Aim of the exercise:
Please return every line in the following data that includes the string "each".

== Records provided ==

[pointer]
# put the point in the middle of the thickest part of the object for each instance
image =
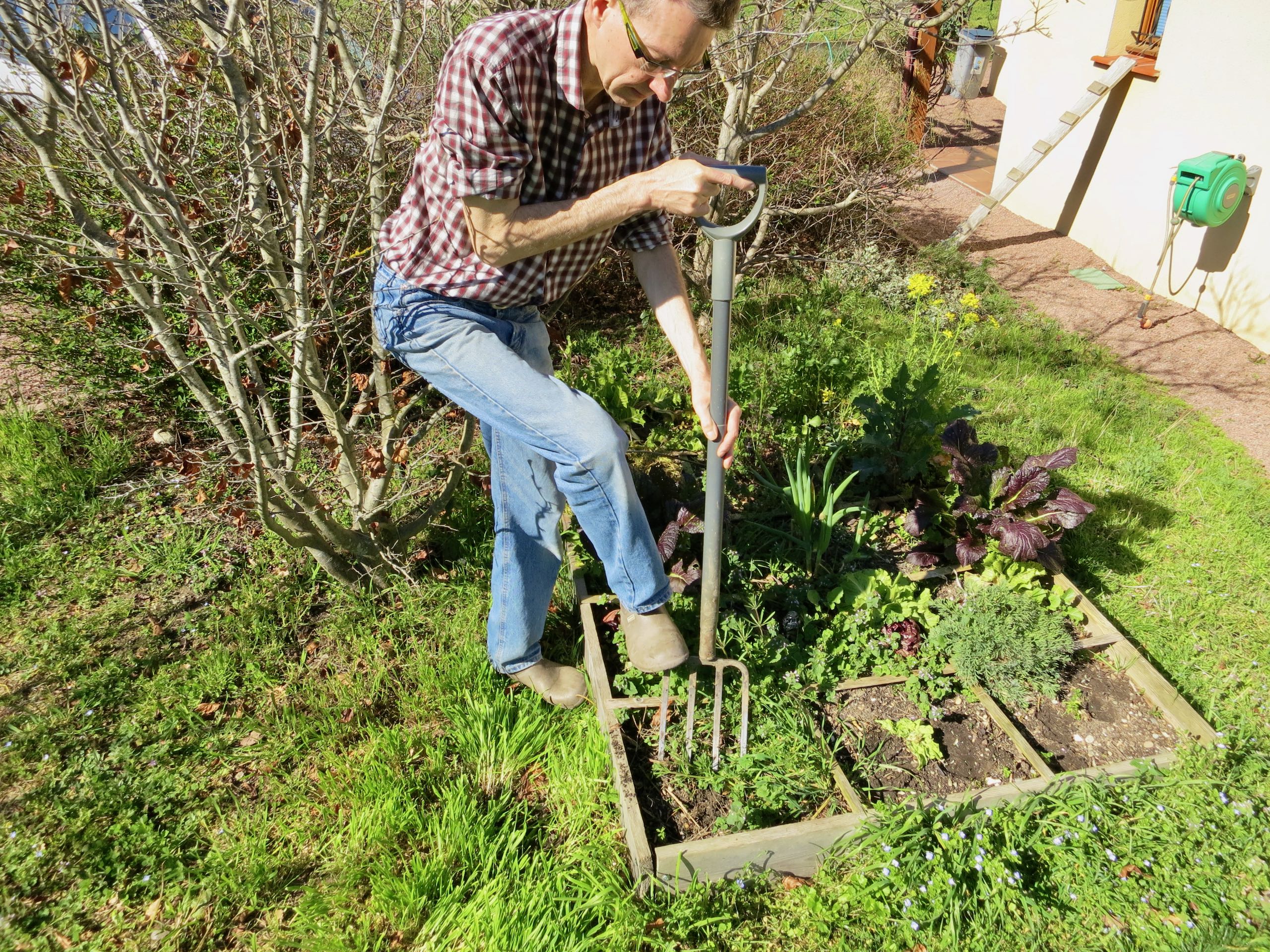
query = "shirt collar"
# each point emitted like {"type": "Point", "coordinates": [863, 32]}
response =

===

Your solution:
# put the point in the middle of the thickest part of the object for each instance
# each point emitted like {"type": "Point", "coordinates": [863, 32]}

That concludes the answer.